── Input data ──

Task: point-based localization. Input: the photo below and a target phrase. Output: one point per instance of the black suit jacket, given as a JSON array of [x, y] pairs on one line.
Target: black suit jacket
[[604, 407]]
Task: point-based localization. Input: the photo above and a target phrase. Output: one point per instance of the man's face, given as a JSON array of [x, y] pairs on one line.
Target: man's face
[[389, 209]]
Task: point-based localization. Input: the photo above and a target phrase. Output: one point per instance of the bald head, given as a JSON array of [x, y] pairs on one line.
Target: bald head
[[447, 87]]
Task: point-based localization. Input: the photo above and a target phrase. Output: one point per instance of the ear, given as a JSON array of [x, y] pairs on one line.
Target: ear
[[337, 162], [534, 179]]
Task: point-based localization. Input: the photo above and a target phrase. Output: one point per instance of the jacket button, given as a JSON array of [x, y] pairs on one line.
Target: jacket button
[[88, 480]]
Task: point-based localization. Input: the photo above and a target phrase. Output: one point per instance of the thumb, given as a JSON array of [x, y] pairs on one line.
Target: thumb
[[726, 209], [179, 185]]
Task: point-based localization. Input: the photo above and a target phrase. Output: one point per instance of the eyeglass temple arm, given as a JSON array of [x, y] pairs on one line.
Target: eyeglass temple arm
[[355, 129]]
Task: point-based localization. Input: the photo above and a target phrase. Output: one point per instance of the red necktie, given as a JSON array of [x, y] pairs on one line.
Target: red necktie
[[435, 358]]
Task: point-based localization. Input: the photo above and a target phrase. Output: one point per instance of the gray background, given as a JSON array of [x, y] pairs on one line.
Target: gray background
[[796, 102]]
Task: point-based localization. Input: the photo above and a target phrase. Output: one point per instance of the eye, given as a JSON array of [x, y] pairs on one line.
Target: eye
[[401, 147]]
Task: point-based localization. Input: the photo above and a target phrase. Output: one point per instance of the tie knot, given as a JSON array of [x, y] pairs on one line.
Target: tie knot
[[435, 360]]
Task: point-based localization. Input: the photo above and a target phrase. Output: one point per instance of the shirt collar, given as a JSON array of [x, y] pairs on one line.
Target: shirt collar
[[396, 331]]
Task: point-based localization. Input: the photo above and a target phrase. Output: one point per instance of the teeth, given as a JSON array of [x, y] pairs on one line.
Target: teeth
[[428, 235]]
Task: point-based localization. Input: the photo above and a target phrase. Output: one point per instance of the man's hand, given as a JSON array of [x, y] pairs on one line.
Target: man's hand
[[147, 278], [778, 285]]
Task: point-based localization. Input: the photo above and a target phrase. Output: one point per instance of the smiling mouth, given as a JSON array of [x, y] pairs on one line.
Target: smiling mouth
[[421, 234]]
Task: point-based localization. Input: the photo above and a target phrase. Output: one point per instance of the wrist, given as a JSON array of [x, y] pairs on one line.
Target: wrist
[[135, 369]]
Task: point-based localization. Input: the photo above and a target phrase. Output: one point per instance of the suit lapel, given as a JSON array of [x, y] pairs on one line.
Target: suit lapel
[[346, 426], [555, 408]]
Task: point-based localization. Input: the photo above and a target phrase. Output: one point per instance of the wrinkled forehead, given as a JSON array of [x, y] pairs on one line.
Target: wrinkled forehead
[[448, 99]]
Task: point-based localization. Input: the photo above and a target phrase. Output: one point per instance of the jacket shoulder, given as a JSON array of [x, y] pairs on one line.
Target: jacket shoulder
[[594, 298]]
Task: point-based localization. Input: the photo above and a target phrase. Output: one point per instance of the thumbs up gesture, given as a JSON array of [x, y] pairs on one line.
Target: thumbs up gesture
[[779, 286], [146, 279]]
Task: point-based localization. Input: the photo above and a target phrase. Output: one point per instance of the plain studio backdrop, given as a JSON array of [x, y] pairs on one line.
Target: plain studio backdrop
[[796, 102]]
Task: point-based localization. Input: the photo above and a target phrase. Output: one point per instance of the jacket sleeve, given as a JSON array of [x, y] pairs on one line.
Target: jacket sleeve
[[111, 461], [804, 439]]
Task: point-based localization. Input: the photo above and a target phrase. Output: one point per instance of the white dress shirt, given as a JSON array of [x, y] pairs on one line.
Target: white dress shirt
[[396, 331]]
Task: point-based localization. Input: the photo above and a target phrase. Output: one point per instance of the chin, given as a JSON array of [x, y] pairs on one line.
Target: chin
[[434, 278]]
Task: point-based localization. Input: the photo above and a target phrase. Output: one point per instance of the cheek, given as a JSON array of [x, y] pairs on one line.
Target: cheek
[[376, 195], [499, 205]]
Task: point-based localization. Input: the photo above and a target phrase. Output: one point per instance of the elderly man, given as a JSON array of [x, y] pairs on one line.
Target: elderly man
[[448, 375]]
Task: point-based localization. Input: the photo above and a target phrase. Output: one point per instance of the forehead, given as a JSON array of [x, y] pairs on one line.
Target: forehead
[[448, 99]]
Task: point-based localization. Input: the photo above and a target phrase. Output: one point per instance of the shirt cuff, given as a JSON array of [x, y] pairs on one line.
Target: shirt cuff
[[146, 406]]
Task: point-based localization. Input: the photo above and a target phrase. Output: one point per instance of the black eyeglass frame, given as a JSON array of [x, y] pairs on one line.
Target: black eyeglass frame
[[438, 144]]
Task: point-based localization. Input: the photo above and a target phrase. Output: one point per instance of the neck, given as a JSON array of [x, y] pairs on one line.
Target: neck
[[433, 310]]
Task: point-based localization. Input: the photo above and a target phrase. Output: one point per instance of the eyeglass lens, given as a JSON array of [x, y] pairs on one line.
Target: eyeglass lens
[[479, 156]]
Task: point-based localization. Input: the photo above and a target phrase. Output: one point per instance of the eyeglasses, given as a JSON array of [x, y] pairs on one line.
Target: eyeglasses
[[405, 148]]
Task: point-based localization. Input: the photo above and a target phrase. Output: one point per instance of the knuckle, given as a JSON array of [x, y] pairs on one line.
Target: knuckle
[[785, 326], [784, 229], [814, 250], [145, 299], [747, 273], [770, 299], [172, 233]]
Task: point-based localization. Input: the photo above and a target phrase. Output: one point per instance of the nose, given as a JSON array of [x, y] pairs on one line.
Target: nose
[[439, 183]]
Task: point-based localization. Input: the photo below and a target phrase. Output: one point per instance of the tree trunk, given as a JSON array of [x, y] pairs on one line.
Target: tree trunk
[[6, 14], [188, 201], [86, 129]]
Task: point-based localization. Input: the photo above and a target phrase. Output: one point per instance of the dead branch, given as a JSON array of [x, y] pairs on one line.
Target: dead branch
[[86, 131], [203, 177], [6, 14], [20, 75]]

───

- **To do**: Go through the data line by line and work out how many lines contain "below". Give only that number.

- **Exercise response**: 2